* _GIVEN EXERCISE A_:
In the network timing notebook excerpt, what is used to get the discrete stats?
* _GIVEN EXERCISE B_:
Duplicate the network timing notebook excerpt between "Then, create a" and "the discrete stats.", inclusive.

First, create a projector:

In [None]:
proj = AvgRadius(manhattanNetwork, 200, trips) # project on all nodes within a 4-D sphere
proj = NearestRoad(manhattanNetwork, trips) # project onto the nearest road
proj = NearestNode(manhattanNetwork, trips) # project onto the nearest node in the network

Then, create a NetworkData from the continuous data using the projector (notice that the number of trip may vary when switching to the discrete network representation, some of them are combined):


In [None]:
pb = NetworkData(proj, # the projector
                 trainSet(dataSplit), # the data we want to use
                 maxSpeedTimes(manhattanNetwork)) # speed limits
# we will need this one latter.
pbTest = NetworkData(proj, testSet(dataSplit), maxSpeedTimes(manhattanNetwork))
pb

Now we can just use our network-based timings estimation methods. Notice the use of `TimingsFromNetwork` to access the continuous-estimator at each iteration and used to compute the continuous stats.. We use the `RealNetworkStats` to get the discrete stats.

In [None]:
initialTimes = randomTimes(manhattanNetwork);
s = LimitedPaths(pb, initialTimes, pathsPerTrip = 3, maxTrip=5000)

# Network time inference statistics
networkStats = RealNetworkStats[]
push!(networkStats, RealNetworkStats("start", s, pbTest))

# Continuous time inference statistics
geoStats = RealGeoStats[]
geoEstimator = TimingsFromNetwork(NetworkTimings(s), proj) #use projector to turn network estimator into a geo estimator
push!(geoStats, RealGeoStats("start", geoEstimator, dataSplit))

# save stats at each iteration
for i = 1:5
    # Infer new network timings
    doIteration!(s, method="lp", OutputFlag=0)
    
    #compute stats...
    push!(networkStats, RealNetworkStats("Iter $i", s, pbTest))
    geoEstimator = TimingsFromNetwork(NetworkTimings(s), proj)
    push!(geoStats, RealGeoStats("Iter $i", geoEstimator, dataSplit))

    println("Iteration $i, pathDiff=$(s.pathDiff)")
end

In [None]:
printStats(networkStats, "testNetworkTripsLogError")
println()
printStats(geoStats, "testTripsLogError")

As before, we can show the evolution as a interactive visualization:

In [None]:
visualize(ShowTimes(manhattanNetwork, networkStats))

* _DATA ENTRIES_:

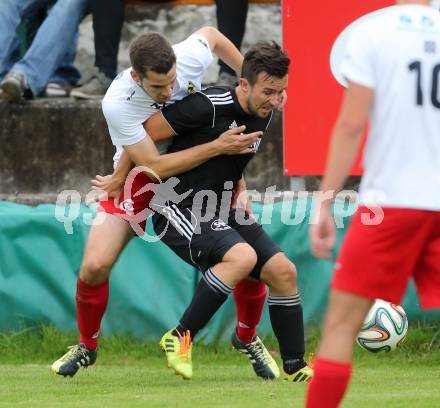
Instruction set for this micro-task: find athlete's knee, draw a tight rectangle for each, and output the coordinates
[265,258,297,295]
[79,256,113,285]
[223,243,257,277]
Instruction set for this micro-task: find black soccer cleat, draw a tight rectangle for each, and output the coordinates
[231,331,280,380]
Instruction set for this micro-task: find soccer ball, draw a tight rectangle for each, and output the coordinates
[356,299,408,352]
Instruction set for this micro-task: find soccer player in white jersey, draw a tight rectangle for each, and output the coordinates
[52,27,276,377]
[306,0,440,408]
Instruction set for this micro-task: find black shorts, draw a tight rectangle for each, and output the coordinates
[153,204,281,279]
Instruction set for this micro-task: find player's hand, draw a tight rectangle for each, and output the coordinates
[309,204,336,260]
[214,126,263,155]
[91,174,124,206]
[277,90,287,112]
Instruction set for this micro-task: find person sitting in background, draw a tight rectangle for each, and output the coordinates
[216,0,248,86]
[72,0,125,99]
[0,0,90,102]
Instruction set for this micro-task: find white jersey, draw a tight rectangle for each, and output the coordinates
[102,34,213,167]
[341,5,440,210]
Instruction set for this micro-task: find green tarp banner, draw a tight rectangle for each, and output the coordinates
[0,199,440,343]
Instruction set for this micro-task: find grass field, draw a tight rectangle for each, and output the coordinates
[0,324,440,408]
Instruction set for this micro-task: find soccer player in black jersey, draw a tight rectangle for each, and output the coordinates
[142,42,313,381]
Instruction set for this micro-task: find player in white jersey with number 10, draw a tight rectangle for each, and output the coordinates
[306,0,440,408]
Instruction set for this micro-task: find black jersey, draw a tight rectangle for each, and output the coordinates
[162,87,272,209]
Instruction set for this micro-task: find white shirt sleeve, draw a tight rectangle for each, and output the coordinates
[102,98,147,146]
[173,34,213,76]
[341,25,376,89]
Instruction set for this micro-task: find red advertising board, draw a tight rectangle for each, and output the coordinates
[283,0,395,176]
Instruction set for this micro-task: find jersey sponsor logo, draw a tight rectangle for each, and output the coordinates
[211,220,231,231]
[187,81,196,95]
[119,198,134,215]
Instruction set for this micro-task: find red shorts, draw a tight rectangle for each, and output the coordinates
[97,172,156,234]
[332,207,440,309]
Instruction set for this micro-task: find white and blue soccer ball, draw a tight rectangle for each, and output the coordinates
[356,299,408,352]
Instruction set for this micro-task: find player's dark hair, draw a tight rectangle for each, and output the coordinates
[241,41,290,85]
[129,33,176,77]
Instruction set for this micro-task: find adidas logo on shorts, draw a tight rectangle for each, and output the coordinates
[211,220,231,231]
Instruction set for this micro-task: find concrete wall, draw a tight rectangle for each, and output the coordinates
[0,5,296,202]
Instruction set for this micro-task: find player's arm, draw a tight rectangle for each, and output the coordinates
[320,82,373,198]
[194,27,243,72]
[310,82,374,259]
[118,126,261,179]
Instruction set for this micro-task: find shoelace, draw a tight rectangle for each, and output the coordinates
[61,344,87,361]
[248,340,269,363]
[176,330,191,363]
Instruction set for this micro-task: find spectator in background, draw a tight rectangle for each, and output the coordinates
[72,0,125,99]
[216,0,248,86]
[0,0,90,102]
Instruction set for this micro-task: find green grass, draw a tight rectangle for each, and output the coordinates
[0,325,440,408]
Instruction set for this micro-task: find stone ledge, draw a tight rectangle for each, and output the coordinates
[0,98,289,196]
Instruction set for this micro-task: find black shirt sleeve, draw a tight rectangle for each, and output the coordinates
[161,92,214,134]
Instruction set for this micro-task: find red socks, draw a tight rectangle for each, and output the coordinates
[76,278,109,350]
[234,279,266,343]
[306,357,351,408]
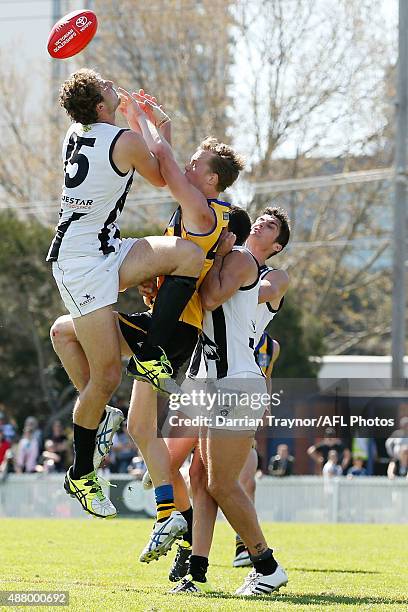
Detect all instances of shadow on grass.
[211,563,381,574]
[288,567,381,574]
[186,591,407,608]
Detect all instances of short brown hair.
[59,68,103,125]
[262,206,290,257]
[198,136,245,191]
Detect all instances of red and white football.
[47,10,98,59]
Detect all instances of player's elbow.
[150,175,167,187]
[200,292,219,310]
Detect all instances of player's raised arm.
[199,232,258,310]
[113,88,166,187]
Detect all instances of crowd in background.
[0,406,408,480]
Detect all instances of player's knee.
[207,477,233,502]
[179,240,205,276]
[127,418,151,448]
[240,478,255,497]
[50,315,75,352]
[91,363,122,399]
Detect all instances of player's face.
[101,79,120,111]
[184,149,217,192]
[250,215,281,248]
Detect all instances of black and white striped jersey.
[47,123,133,261]
[255,264,285,346]
[187,247,261,379]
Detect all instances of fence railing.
[0,474,408,523]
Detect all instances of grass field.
[0,519,408,612]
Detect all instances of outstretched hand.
[118,87,145,129]
[132,89,170,128]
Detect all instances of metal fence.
[0,474,408,523]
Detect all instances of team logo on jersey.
[79,293,95,306]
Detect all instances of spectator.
[111,421,137,474]
[307,427,351,471]
[323,450,343,478]
[268,444,295,477]
[0,404,16,442]
[49,420,69,472]
[347,457,367,478]
[387,445,408,480]
[15,427,39,474]
[35,440,64,473]
[385,416,408,459]
[0,428,11,465]
[128,455,147,480]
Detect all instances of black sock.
[99,409,106,425]
[181,506,193,546]
[235,534,246,557]
[71,423,98,479]
[188,555,208,582]
[138,276,197,360]
[250,548,278,576]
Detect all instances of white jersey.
[47,123,134,261]
[255,264,285,346]
[187,247,261,379]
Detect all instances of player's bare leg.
[64,306,121,518]
[207,430,288,596]
[119,236,204,390]
[171,431,218,593]
[165,428,197,582]
[128,381,187,563]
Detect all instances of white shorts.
[52,238,137,319]
[170,372,270,437]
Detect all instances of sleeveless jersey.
[255,332,273,374]
[188,247,261,379]
[47,123,134,261]
[158,199,231,329]
[255,264,285,346]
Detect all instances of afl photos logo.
[75,15,88,28]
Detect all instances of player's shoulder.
[261,266,290,285]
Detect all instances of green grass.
[0,519,408,612]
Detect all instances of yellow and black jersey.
[255,332,273,374]
[158,199,231,329]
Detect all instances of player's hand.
[118,87,145,129]
[216,228,237,257]
[132,89,170,128]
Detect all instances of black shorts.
[118,312,199,378]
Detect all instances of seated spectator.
[15,427,39,474]
[111,421,137,474]
[46,420,69,472]
[347,457,367,478]
[307,427,351,471]
[323,450,343,478]
[268,444,295,477]
[35,440,65,473]
[0,429,11,465]
[23,417,43,450]
[387,445,408,480]
[0,404,16,443]
[385,417,408,459]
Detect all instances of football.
[47,10,98,59]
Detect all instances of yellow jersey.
[158,198,231,329]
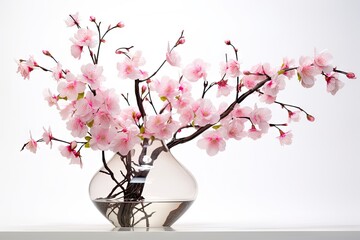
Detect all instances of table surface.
[0,225,360,240]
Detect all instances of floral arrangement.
[18,13,356,166]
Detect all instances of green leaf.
[77,92,85,100]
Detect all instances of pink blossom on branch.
[221,59,241,78]
[297,57,321,88]
[17,57,37,79]
[193,99,220,126]
[43,89,59,109]
[278,130,293,146]
[59,141,83,168]
[145,113,180,140]
[325,73,344,95]
[197,131,226,156]
[57,73,85,101]
[183,59,209,82]
[89,126,116,151]
[42,127,54,148]
[51,63,64,81]
[216,79,235,97]
[80,63,105,90]
[110,127,140,155]
[26,132,38,153]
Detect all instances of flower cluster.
[18,14,356,165]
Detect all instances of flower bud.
[116,22,125,28]
[141,85,147,94]
[43,50,51,57]
[346,72,356,79]
[306,114,315,122]
[177,37,185,44]
[70,141,77,150]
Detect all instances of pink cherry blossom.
[57,73,85,101]
[260,75,285,103]
[346,72,356,79]
[65,12,80,27]
[150,76,179,100]
[110,128,140,155]
[247,125,263,140]
[242,63,275,89]
[60,101,76,120]
[43,89,59,109]
[178,106,195,126]
[166,44,181,67]
[197,131,226,156]
[277,130,293,146]
[280,57,295,79]
[230,105,252,118]
[71,28,97,48]
[183,59,209,82]
[74,98,97,122]
[59,141,83,168]
[297,57,321,88]
[17,56,37,79]
[145,113,180,140]
[94,110,113,128]
[42,127,54,148]
[193,99,220,126]
[26,132,38,153]
[117,58,142,80]
[171,94,194,111]
[89,126,116,151]
[221,118,247,140]
[66,116,88,138]
[70,44,83,59]
[179,80,192,96]
[216,79,235,97]
[221,59,241,78]
[80,63,105,90]
[96,89,120,116]
[314,49,333,73]
[51,63,64,81]
[249,105,271,133]
[288,110,300,122]
[325,73,344,95]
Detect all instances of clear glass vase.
[89,139,197,227]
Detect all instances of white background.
[0,0,360,228]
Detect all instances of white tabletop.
[0,225,360,240]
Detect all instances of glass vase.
[89,139,197,227]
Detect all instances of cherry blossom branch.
[91,18,119,64]
[167,76,271,149]
[69,14,95,64]
[139,31,184,82]
[256,90,313,118]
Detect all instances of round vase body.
[89,140,197,227]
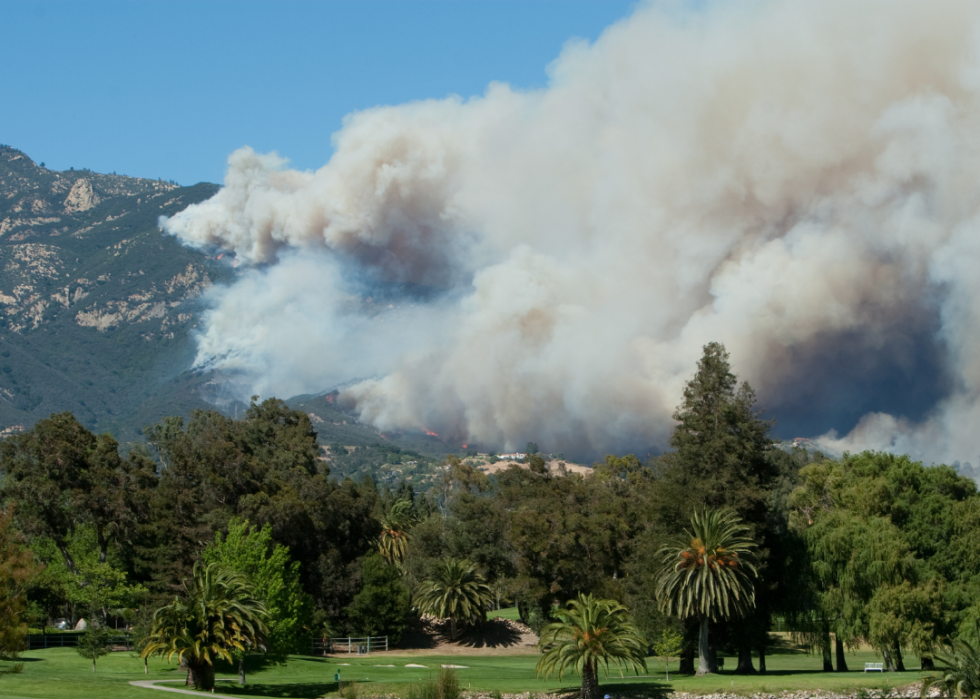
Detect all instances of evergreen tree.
[75,620,111,672]
[347,553,412,643]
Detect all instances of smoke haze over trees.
[163,2,980,470]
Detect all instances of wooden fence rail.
[311,636,388,655]
[26,632,133,651]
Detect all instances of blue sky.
[0,0,636,184]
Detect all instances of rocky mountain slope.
[0,146,459,477]
[0,146,234,440]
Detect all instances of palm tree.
[140,563,269,690]
[921,621,980,699]
[656,510,758,676]
[377,499,418,567]
[415,558,493,641]
[536,594,647,699]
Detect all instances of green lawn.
[0,648,936,699]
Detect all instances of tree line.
[0,343,980,688]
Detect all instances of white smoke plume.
[163,0,980,468]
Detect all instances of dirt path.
[331,619,539,658]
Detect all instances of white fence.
[312,636,388,655]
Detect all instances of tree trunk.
[95,527,109,563]
[820,621,834,672]
[696,617,711,677]
[834,634,847,672]
[677,646,694,675]
[735,638,755,675]
[187,662,214,692]
[582,661,599,699]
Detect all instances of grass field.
[0,648,936,699]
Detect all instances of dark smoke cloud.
[163,1,980,470]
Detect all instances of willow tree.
[140,563,269,690]
[656,510,757,675]
[535,594,647,699]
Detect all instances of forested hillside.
[0,146,233,440]
[0,146,458,462]
[0,343,980,684]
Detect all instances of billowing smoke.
[163,0,980,461]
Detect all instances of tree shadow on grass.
[215,682,337,699]
[584,677,674,699]
[459,619,521,648]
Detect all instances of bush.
[405,667,463,699]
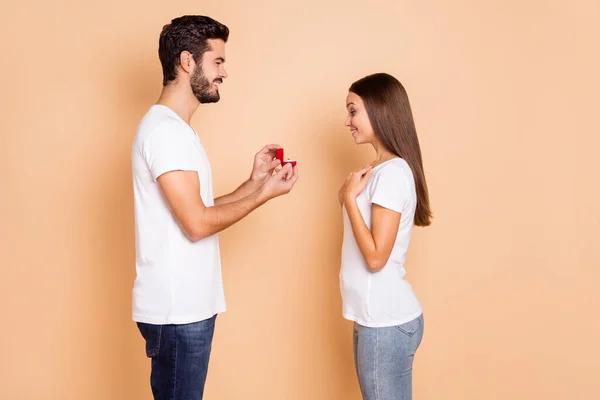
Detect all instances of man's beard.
[190,68,223,103]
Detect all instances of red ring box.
[275,149,296,167]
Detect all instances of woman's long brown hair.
[350,73,432,226]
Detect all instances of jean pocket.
[137,322,162,358]
[394,316,423,337]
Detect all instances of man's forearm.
[215,179,261,206]
[189,190,268,240]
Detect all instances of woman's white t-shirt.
[340,158,423,328]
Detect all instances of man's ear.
[179,50,196,75]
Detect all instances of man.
[132,16,298,400]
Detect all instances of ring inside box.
[275,149,296,167]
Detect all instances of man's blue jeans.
[137,315,217,400]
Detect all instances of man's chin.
[198,93,221,104]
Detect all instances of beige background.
[0,0,600,400]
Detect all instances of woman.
[339,74,431,400]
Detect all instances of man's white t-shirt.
[132,105,225,325]
[340,158,422,328]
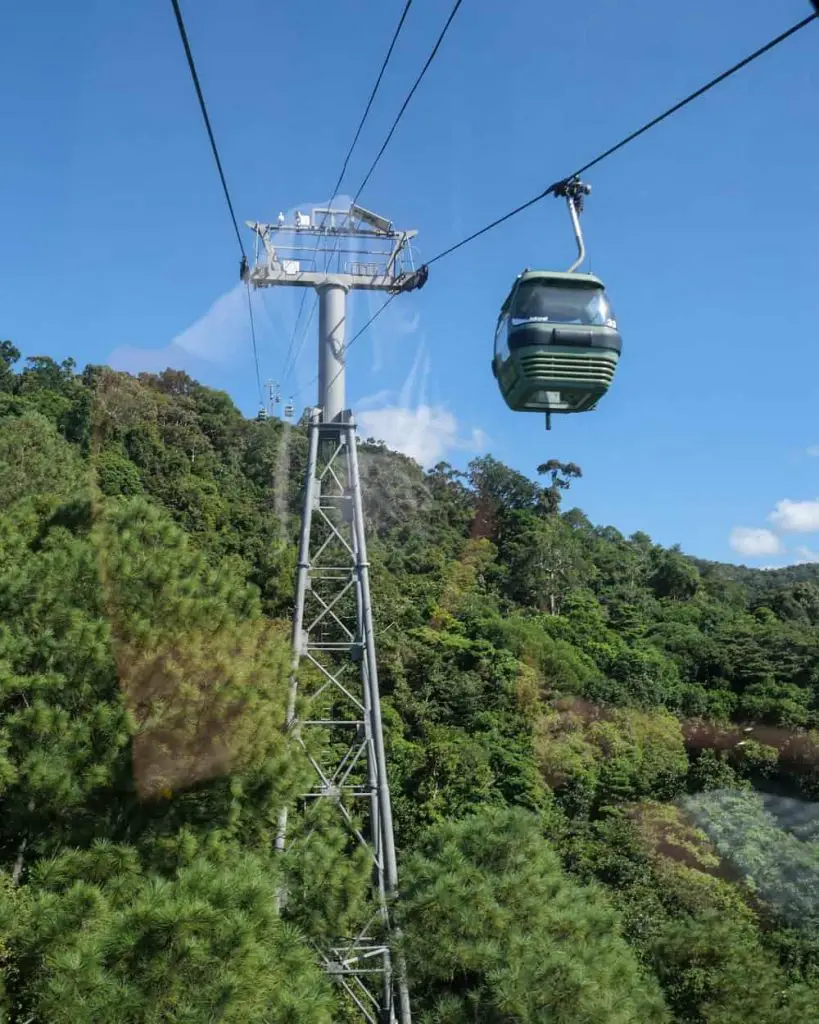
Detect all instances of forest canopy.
[0,341,819,1024]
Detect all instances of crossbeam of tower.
[242,205,427,1024]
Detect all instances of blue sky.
[0,0,819,565]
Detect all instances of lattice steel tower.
[242,205,427,1024]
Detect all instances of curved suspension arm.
[566,196,586,273]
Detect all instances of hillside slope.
[0,342,819,1024]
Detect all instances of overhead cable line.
[427,14,819,266]
[288,0,463,394]
[299,12,819,405]
[353,0,464,203]
[282,0,413,383]
[171,0,264,401]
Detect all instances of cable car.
[492,178,622,430]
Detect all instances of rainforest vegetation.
[0,342,819,1024]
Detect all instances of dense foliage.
[0,342,819,1024]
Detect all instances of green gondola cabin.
[492,270,621,421]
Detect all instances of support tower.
[242,205,427,1024]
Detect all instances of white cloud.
[357,406,486,467]
[107,282,249,373]
[768,498,819,534]
[730,526,782,558]
[356,337,487,468]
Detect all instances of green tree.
[400,809,667,1024]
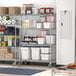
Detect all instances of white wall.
[56,0,75,65]
[0,0,56,6]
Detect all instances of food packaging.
[46,35,51,44]
[31,47,40,60]
[22,20,30,28]
[41,54,50,61]
[43,21,51,29]
[50,35,56,44]
[36,22,42,28]
[0,7,8,14]
[5,53,15,59]
[0,53,5,59]
[37,37,45,44]
[41,30,47,37]
[21,47,30,60]
[9,7,21,14]
[1,41,8,46]
[0,47,11,53]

* _FINAL ANSWER A_:
`RealNetworkStats`

* _FINAL ANSWER B_:
Then, create a NetworkData from the continuous data using the projector (notice that the number of trip may vary when switching to the discrete network representation, some of them are combined):


In [None]:
pb = NetworkData(proj, # the projector
                 trainSet(dataSplit), # the data we want to use
                 maxSpeedTimes(manhattanNetwork)) # speed limits
# we will need this one latter.
pbTest = NetworkData(proj, testSet(dataSplit), maxSpeedTimes(manhattanNetwork))
pb

Now we can just use our network-based timings estimation methods. Notice the use of `TimingsFromNetwork` to access the continuous-estimator at each iteration and used to compute the continuous stats.. We use the `RealNetworkStats` to get the discrete stats.